> [Source]
** start **

Besides, it is Hanukah and the great thing about this Holiday is it is eight days and we always got eight presents, (she said sacrilegiously.) So I invited myself to the Cousin’s house in Minnesota for my birthday, though I stipulated no gifts. I just wanted to spend time in a loving family atmosphere ... even if I had to borrow it! And the thought of another birthday was making a nervous breakdown possible.

I flew there, hoping to spend a little quality time with Ben and I got much more than I ever expected or hoped for. How many times, Dear Reader, do you have your expectations met? I know for myself that I try and keep them low as I get older, particularly towards social events because I am invariably disappointed. It’s not really as great a party as we had hoped it might be. And no, we don’t meet “The One” and in fact, we think our mothers were definitely wrong when they told us “just go out and you never know what’s going to happen.” Yes, we do know what’s going to happen ... nothing! But we keep going anyway.

The agenda was for the entire family to come to my Cousin’s for my birthday dinner on Friday and then for me to take Ben shopping on Saturday. And the big bonus, the surprise, turned out to be that I would get to baby sit for him (with Cousin) and spend quality time, alone with him Saturday night! This all was based on the hope that he wouldn’t run screaming from this stranger, me, whom he saw three times in his young life, once, when he was three weeks old and I don’t think they can even see yet.

But, those “horsey rides” during last year’s visit came in handy. The fact that after the last trip I had a sciatica attack that laid me up for weeks doesn’t matter. Note to you all: when over forty-five, never give horsey rides wearing four inch heels. It’s hell on the back. And when you sit on the floor playing trains, get up every few minutes to stretch so you don’t become crippled when you eventually do get up. If you can get up, that is.

Now I will skip the minute by minute and get to the good parts. He came to the Friday night dinner early and actually remembered the horsey rides and we got into them immediately. Then, because I know no shame, I immediately told him that we were going to buy eight ... count ‘em eight presents for him the next day. Because he is really smart and can count, he knew this was a good deal. Thus, he eagerly played the game I invented where I roll a ball down the hallway and he runs and brings it back and has to kiss me every time for me to roll it again. Yes, shameless, I know, I know.

Plus, since my mental age is about his, we got into the “you’re silly, no you’re silly, I did not, you did, did not, did” thing ... which I can keep up as long as he and much longer than any other adult he will ever meet or is willing to do. This was a huge hit. So I was beside myself with joy from the hugs and kisses that kept on flowing in my direction.

** end **

Excerpts from a dataset on pointing to objects
** start **

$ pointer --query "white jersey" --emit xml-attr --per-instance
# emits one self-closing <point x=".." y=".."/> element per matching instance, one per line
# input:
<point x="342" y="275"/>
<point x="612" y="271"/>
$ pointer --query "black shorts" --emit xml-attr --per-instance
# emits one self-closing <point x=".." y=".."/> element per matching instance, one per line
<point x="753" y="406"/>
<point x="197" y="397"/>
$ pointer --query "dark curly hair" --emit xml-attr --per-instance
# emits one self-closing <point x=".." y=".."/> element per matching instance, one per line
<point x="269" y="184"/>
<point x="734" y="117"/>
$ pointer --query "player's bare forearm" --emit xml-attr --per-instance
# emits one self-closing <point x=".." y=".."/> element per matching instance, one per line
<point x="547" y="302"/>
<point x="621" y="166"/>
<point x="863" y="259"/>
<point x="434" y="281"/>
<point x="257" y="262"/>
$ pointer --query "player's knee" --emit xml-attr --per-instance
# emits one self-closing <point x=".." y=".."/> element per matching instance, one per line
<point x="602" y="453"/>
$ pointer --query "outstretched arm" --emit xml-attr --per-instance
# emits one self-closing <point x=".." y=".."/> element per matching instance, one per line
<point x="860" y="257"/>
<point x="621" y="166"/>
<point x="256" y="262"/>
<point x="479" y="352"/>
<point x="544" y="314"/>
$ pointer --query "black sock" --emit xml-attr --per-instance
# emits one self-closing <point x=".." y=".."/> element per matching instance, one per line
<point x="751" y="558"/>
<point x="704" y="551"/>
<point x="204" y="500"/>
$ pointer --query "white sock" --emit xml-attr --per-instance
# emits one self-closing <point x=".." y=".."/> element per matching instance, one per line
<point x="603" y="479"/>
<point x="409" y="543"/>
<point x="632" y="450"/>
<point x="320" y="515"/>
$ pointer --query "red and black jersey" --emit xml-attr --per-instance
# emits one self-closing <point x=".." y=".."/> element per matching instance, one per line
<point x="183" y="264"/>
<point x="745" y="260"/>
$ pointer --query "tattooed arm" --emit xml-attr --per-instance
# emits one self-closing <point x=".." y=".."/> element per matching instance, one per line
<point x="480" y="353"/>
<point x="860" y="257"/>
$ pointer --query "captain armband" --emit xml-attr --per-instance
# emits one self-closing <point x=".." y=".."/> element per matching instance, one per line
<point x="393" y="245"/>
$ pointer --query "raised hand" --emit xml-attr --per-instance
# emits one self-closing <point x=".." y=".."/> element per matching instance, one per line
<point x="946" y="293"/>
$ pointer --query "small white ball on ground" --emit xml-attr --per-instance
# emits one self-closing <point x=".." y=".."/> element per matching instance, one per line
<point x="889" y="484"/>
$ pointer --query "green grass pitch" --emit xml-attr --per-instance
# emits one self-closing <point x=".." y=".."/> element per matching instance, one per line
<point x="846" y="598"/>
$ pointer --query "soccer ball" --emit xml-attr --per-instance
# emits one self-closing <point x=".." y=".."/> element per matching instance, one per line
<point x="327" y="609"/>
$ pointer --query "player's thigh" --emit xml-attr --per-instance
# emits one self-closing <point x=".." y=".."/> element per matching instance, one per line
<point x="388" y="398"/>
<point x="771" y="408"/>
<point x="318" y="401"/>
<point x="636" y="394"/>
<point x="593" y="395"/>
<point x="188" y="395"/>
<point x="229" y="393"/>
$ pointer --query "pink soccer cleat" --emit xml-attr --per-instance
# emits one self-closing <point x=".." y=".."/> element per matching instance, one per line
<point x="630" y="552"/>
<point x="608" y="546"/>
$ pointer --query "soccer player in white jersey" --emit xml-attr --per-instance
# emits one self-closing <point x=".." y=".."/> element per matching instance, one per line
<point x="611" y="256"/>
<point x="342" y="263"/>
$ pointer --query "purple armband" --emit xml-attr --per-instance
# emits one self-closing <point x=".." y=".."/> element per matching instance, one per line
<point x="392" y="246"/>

** end **

> [Task description]
Carry on the essay about the birthday visit with Ben, picking up after its final sentence. The records are material separate from the essay about the birthday visit with Ben.

> [Final result]
Then the kids and grandkids arrived and all of them were excited to see their relative who lives in New York and is the “glamorous one” in the family. Moi. And who brought the grandkids Hanukah gifts in envelopes ... which means cash! I showed them my Column on the Internet and that impressed the s--t out of them. (Aside: Cousin from the Midwest, whom we always thought was very prim and proper used the “s” word a few times and the “f” word when the delicious dinner she cooked was running late. Which made me feel a lot better and brought us closer together, as we were when we grew up.) And, I even got a birthday cake! I think the first one I’ve had since sweet sixteen. I got teary but still fought the kids for the biggest sugar rose. Told you I was five. Well, six, now.

I have to admit, the noise level at the table with seven kids under fourteen, even well behaved, was at first traumatic to me but when you like the kids, somehow you adjust. (Note to Neighbor from Hell’s kids: this does not apply to you! So stop screaming outside my window and rolling on your skateboards on the terrace stones or else! And to the monsters on the sixth floor, tap dancing lessons for you and your damn friends is not allowed in a residential building!)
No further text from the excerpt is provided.